Supplied text:

------------------------------------------------------------------------

According to Statistica, 81 percent of all global mobile data traffic was mobile cloud traffic in 2014 and this is expected to increase to 90 percent by 2019. So, at a personal level, people are increasingly ‘on the cloud’. Guests, though they might not know exactly how it works, spend a lot of time interacting with cloud servers whether they are watching TV on-demand, sending work emails, video chatting relatives, ubering from the airport or engaging social media platforms. That is one other benefit to cloud services; they have become the casual baseline for many internet users; guests will probably expect you to be on the cloud.

Knowing that most people are on the cloud can actually be a business advantage in tourism. There are countless ways that guests and locals can interact online; primarily through cloud-based apps. Google Maps and Uber are obvious ones: guests want directions or need a lift and they can reach out in the time it takes to connect to a remote server. Taken a step further, cloud-based apps can be created by almost anyone as a kind of ‘self-service’. There is a reason Airbnb has been so successful, and that is partly down to its easy, approachable app interface. If your property was able to share ‘commonly asked for’ directions or restaurant recommendations via its cloud-based software, perhaps as an incentive to sign into the wifi, this would be a beneficial way to engage guests where they already are – on the cloud.

------------------------------------------------------------------------

Task to complete:
Copy the passage on cloud services word for word from "According to Statistica, 81" to "be on the cloud.". The material that comes after this passage on cloud services is separate from it.

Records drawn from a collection
------------------------------------------------------------------------

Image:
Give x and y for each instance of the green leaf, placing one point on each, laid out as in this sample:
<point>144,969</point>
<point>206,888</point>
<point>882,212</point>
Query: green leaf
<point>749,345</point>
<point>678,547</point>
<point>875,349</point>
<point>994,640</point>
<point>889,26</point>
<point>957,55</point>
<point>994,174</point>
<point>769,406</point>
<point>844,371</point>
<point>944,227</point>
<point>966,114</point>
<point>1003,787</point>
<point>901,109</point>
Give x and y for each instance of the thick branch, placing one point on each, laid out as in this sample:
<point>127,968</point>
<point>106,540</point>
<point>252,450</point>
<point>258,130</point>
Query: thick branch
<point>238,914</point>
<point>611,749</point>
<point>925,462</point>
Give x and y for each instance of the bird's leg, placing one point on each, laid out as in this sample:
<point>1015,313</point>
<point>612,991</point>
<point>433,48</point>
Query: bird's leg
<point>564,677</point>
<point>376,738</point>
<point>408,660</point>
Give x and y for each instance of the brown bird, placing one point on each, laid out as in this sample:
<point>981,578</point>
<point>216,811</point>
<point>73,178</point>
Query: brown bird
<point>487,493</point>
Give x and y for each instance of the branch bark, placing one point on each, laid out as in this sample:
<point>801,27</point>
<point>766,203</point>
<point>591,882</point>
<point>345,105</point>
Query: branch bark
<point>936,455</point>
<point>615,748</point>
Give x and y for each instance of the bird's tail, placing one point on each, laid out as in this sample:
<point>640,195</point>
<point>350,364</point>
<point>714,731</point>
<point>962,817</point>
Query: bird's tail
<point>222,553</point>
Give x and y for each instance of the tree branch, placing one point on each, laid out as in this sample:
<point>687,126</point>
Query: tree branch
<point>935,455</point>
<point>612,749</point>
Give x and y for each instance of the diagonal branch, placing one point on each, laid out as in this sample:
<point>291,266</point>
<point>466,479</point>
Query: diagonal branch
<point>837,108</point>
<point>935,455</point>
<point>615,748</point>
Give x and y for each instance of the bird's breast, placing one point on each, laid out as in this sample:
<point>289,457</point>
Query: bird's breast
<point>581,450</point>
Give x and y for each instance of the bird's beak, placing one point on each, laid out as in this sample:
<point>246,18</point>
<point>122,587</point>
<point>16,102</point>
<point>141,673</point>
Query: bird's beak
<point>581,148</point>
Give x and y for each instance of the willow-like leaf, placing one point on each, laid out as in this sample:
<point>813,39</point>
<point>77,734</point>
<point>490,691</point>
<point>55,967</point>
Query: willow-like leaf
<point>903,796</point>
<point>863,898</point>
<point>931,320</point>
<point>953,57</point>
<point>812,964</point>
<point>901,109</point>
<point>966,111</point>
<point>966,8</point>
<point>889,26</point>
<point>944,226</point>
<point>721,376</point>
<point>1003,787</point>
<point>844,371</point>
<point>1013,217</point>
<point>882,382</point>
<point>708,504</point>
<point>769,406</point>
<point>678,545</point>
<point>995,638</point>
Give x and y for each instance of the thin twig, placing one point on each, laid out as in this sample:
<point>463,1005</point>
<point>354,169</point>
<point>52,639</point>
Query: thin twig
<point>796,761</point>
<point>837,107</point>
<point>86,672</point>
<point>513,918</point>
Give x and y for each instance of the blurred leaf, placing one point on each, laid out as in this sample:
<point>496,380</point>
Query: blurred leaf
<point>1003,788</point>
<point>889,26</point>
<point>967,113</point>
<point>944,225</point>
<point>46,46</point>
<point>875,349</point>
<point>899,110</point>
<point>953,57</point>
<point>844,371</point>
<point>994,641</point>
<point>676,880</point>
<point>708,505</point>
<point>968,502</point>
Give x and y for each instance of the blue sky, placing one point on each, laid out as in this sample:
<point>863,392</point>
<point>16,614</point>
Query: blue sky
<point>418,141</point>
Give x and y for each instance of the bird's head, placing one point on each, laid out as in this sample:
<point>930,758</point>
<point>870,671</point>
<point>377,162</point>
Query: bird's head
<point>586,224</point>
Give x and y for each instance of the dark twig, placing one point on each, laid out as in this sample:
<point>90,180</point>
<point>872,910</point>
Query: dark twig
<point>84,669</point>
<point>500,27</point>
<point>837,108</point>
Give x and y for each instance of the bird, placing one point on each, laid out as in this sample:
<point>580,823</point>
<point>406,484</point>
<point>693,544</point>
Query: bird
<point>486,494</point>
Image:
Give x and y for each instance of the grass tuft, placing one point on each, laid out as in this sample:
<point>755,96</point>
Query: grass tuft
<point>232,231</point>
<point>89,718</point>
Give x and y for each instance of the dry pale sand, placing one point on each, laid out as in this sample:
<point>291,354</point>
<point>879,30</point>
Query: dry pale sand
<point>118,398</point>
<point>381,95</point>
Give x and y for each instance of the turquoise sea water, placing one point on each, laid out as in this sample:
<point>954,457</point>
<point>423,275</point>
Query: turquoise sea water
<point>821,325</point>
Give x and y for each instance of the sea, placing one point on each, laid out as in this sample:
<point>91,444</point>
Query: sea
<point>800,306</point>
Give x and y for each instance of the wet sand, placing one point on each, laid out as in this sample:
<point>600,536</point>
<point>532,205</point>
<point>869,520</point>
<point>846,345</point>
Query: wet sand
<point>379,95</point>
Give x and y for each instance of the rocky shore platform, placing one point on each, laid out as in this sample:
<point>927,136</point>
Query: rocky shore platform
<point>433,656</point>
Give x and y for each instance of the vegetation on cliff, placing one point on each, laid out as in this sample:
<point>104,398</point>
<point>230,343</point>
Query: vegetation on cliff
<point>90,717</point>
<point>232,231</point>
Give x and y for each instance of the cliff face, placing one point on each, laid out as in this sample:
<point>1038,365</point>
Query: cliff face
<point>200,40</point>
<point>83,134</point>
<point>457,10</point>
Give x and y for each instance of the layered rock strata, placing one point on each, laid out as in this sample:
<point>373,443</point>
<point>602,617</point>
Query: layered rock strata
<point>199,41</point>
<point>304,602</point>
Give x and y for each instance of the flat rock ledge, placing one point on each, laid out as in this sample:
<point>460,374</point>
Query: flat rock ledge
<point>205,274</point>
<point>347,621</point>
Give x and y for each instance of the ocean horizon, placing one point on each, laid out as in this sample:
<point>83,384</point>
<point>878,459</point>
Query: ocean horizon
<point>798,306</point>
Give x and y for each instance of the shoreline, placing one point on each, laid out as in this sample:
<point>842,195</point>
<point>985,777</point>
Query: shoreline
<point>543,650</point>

------------------------------------------------------------------------

Written answer:
According to Statistica, 81 percent of all global mobile data traffic was mobile cloud traffic in 2014 and this is expected to increase to 90 percent by 2019. So, at a personal level, people are increasingly ‘on the cloud’. Guests, though they might not know exactly how it works, spend a lot of time interacting with cloud servers whether they are watching TV on-demand, sending work emails, video chatting relatives, ubering from the airport or engaging social media platforms. That is one other benefit to cloud services; they have become the casual baseline for many internet users; guests will probably expect you to be on the cloud.